● **Passage to read**:
# # # # #

But Maguire does make a point of indicating that the witch - frightening for her power to use words to make things happen, we learn (and what of that wouldn't be frightening for any patriarchal society?) - was not hated and/or feared by all - that she even had allies and was respected by those who, after her murder at the hands of the feckless Dorothy, seem mildly interested in revenge. Yet those are all outsiders, marginal to society and suspicious to the civilized, the law-abiding, the religious - with whom Liir has taken up by the time he begins to criticize his mother. Mainstream society is not kind to mothers, we see.

Elphaba was apparently not affectionate, not kind, not nurturing, not self-sacrificing, not involved - not maternal, Liir concludes, wondering if that alone might prove that she's not his mother - and further, she had green skin and a biting wit and enjoyed studying her spell-book late into the night. All inappropriate characteristics for an ideal mother. All she asked of Liir, we learn, was to keep himself safe. That alone might define an ideal mother from my own feminist perspective, though.

The interesting thing is that - at least at this point in the story, about halfway through the book - Liir is an ideal American man: handsome, independent, reserved, somewhat intelligent, basically obedient, mildly ambitious. In fact, single mothers have a tendency to produce that type, I've found. They appreciate women because they've seen their contributions in a situation in which none of it can be appropriated to a man, and they know how to work and take care of themselves because they've had to.

The Oedipus complex, on the other hand, can only arise when there's a man in a heterosexual relationship with a boy's mother to give the boy someone of whom to be jealous. (Or, as Hegel would have it, someone to Desire in hopes of fulfilling the boy's homoerotic Desire for recognition from the man.) Otherwise, the boy actually has his mother all to himself, as society idealizes. Granted, single mothers often work, but that keeps them from becoming as dependent on their children as the Bad Mother myth suggests - and really, despite the mothers most often demonized, it's only the stay-at-home moms who actually end up hurting their children (probably because they have no way to escape their postpartum depression and/or the endless, mindless drudgery of caring for young children). It's sadly ironic in retrospect that Mrs. McCann was celebrated as undeserving of losing a daughter because she's a stay-at-home mom (see my earlier post on the subject) - and yet now it appears as though she killed her daughter herself at the time.

# # # # #

● **Stored records**:
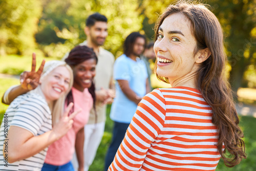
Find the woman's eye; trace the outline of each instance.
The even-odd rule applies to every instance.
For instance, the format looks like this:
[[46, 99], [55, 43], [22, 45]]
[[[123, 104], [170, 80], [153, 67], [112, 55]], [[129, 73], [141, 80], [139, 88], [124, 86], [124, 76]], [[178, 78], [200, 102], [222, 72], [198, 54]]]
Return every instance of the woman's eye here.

# # # # #

● **Challenges**:
a: Return the part of the passage about Liir and his mother between "Elphaba was apparently" and "feminist perspective, though.", inclusive, word for word.
b: Please retype the records line for line exactly as they appear, leaving out the pictures.
The passage about Liir and his mother and the records have no connection to each other.

● **The results**:
a:
Elphaba was apparently not affectionate, not kind, not nurturing, not self-sacrificing, not involved - not maternal, Liir concludes, wondering if that alone might prove that she's not his mother - and further, she had green skin and a biting wit and enjoyed studying her spell-book late into the night. All inappropriate characteristics for an ideal mother. All she asked of Liir, we learn, was to keep himself safe. That alone might define an ideal mother from my own feminist perspective, though.

b:
Find the woman's eye; trace the outline of each instance.
The even-odd rule applies to every instance.
For instance, the format looks like this:
[[46, 99], [55, 43], [22, 45]]
[[[123, 104], [170, 80], [153, 67], [112, 55]], [[129, 73], [141, 80], [139, 88], [124, 86], [124, 76]], [[178, 78], [200, 102], [222, 72], [198, 54]]]
Return every instance of the woman's eye here.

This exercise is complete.